● **EXTRACT PROVIDED**
# service engine soon



## RED350Z (Jun 1, 2003)

my service engine soon light came on today i noticed it at 11850 miles and i dont know why does anyone know if its supposed to come on before 12000???? so far i have a CAI, exhaust and high flow cats could these mods cause the light to go on???


----------



## Token Moron (Mar 28, 2003)

those mods shouldnt cause a CEL to come on, but if any of the mods u mentioned were responsible, it would be your CAI.....it mightve messed up your MAF. Does the car seem to run a bit different? what about your gas mileage, has it decreased?.....try resetting the ECU overnight, it might be a fluke of some sort(its been known to happen)


----------



## RED350Z (Jun 1, 2003)

how do i reset my ECU??????


----------



## cawest (Oct 10, 2003)

don't worry about it...some ppl have been having the same problem, just take it to the dealership and have them remove the check engine light...no biggie


----------



## RED350Z (Jun 1, 2003)

the light went out all on its own when i left for lunch today..... but did come on this morning before i went to work....so well see if it comes back....


----------



## cawest (Oct 10, 2003)

What part of GA are u from???


----------



## RED350Z (Jun 1, 2003)

southeast part off I-95 exit 1 right before the florida exit 20 miles from jacksonville... im in the navy at kingsbay naval submarine base...or ST marys if that helps

if your near me i would love to check out ur Z or Z's


----------



## cawest (Oct 10, 2003)

RED350Z said:


> southeast part off I-95 exit 1 right before the florida exit 20 miles from jacksonville... im in the navy at kingsbay naval submarine base...or ST marys if that helps
> 
> if your near me i would love to check out ur Z or Z's


I will be going to the HIN in miami...hoping i finish my car by then...still got to put in the flywheel..then i am done...then itz off to DYNO testing

I go up to GA once in a while...


----------



## RED350Z (Jun 1, 2003)

when is the HIN???? let me know ill go check it out and get some tips from u...a little Z support is never wrong....


----------



## cawest (Oct 10, 2003)

HIN is december 13 in Miami


----------

● **PROVIDED INFORMATION**
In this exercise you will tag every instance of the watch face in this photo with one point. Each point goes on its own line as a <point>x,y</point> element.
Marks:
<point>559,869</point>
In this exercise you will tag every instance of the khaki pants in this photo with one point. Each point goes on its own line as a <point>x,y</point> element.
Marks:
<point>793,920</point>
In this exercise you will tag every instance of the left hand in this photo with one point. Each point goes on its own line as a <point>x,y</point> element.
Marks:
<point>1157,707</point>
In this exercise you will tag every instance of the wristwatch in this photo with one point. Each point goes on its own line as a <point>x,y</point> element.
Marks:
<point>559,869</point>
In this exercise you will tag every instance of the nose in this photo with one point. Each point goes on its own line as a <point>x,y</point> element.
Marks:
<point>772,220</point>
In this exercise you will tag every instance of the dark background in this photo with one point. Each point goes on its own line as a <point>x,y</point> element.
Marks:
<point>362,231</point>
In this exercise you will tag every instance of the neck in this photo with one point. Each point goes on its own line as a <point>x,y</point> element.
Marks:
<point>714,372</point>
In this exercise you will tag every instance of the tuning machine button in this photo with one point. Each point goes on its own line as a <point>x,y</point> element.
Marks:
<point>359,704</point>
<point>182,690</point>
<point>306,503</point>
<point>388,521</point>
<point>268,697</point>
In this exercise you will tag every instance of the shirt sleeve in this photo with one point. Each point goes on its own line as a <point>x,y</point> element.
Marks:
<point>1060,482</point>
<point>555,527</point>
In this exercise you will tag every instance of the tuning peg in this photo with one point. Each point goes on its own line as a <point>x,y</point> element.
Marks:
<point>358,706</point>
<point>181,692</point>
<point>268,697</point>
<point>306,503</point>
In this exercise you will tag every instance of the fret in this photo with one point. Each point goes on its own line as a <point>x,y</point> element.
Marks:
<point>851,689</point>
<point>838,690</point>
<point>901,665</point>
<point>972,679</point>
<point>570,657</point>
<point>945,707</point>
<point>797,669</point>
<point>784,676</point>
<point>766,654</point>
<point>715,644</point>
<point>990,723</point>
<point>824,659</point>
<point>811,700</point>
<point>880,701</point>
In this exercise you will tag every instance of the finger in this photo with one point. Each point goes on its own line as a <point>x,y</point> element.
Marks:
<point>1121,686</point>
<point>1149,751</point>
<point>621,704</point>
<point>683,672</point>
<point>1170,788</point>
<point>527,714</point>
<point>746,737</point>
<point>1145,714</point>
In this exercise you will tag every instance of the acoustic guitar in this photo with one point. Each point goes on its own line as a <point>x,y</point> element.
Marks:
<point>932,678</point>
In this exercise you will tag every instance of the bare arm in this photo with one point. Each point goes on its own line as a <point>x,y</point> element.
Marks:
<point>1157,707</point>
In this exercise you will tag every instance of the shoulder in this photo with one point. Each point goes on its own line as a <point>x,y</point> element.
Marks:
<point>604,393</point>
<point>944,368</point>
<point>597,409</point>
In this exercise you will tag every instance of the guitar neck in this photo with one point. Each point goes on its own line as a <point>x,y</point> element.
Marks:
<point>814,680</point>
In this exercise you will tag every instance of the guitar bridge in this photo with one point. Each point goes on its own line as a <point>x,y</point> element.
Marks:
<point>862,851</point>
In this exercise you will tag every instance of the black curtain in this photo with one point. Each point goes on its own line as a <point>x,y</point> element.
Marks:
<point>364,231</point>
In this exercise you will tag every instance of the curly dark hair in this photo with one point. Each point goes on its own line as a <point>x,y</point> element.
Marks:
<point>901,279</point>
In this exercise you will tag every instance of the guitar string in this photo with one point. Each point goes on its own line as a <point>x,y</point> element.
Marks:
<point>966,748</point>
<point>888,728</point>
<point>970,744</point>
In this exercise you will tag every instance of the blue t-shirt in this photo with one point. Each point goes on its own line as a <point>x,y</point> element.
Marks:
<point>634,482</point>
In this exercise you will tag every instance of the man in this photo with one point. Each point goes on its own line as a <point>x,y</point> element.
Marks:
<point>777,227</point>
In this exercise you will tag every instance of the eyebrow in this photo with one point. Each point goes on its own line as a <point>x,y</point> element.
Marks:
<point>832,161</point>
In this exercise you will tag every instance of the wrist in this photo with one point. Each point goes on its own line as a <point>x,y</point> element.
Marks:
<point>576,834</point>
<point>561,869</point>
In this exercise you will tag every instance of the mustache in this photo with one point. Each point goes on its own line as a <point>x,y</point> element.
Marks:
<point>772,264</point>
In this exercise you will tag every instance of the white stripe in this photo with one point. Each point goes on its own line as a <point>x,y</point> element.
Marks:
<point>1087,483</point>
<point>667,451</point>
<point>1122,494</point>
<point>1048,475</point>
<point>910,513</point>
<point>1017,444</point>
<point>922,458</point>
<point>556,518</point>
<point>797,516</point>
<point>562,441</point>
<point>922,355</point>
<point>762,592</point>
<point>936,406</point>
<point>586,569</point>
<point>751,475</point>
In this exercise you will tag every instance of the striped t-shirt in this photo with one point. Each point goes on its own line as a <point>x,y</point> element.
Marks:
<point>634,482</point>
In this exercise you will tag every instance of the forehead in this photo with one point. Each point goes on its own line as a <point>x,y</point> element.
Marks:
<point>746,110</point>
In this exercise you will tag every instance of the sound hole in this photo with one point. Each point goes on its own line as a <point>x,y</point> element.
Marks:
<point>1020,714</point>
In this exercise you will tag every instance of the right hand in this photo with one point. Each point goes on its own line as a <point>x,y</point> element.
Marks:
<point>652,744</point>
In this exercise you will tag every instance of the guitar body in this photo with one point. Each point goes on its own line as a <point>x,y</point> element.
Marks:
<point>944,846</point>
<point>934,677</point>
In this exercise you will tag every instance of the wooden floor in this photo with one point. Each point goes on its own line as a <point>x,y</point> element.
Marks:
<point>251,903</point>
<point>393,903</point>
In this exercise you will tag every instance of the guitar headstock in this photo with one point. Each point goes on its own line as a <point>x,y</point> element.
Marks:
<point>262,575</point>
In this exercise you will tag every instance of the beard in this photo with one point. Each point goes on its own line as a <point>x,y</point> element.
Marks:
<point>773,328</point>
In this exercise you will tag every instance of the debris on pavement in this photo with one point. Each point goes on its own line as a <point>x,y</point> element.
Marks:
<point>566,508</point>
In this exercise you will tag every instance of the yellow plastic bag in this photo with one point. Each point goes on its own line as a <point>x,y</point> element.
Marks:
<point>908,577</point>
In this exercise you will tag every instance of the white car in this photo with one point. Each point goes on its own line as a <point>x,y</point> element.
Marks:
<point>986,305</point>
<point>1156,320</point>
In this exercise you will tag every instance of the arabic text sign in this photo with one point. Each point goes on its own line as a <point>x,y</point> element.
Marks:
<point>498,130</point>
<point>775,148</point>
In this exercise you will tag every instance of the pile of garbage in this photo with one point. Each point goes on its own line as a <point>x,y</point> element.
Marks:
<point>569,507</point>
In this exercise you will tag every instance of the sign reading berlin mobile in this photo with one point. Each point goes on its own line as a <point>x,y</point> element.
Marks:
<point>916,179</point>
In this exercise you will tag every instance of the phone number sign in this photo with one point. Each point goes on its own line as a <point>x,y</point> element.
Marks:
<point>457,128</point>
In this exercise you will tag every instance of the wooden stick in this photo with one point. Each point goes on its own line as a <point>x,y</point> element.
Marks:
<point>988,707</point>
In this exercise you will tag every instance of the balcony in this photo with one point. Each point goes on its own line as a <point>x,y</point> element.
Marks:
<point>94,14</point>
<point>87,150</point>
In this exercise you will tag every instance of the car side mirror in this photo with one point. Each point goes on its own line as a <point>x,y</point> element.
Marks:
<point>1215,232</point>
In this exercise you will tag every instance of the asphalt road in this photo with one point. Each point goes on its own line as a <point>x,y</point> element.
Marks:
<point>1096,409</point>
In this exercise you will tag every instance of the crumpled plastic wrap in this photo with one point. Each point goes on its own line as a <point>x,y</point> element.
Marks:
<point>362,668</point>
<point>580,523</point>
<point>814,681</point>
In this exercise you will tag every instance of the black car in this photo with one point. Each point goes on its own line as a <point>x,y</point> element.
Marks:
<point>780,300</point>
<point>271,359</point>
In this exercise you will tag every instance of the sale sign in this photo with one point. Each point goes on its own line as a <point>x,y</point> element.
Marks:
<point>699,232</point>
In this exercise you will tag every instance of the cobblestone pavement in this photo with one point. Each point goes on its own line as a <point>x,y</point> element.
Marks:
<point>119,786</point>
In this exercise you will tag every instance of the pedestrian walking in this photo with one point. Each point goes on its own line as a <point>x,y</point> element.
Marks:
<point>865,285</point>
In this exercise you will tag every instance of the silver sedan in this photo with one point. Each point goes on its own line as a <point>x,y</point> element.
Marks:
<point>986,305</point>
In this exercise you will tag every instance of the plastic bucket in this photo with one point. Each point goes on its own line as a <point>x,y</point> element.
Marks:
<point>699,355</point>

● **EXERCISE DETAILS**
Write out, word for word, the part of the service engine soon thread from "I will be going" up to and including "in a while...".

● **FULL OUTPUT**
I will be going to the HIN in miami...hoping i finish my car by then...still got to put in the flywheel..then i am done...then itz off to DYNO testing

I go up to GA once in a while...